- _Task requirements_:
Using the material below, write out every entry exactly.

- _Dataset records_:

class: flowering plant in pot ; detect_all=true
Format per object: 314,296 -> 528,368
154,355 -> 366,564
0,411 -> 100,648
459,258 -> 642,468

- _Worked solution_:
class: flowering plant in pot ; detect_all=true
Format per object: 314,296 -> 528,368
154,355 -> 366,564
0,411 -> 100,648
459,258 -> 642,468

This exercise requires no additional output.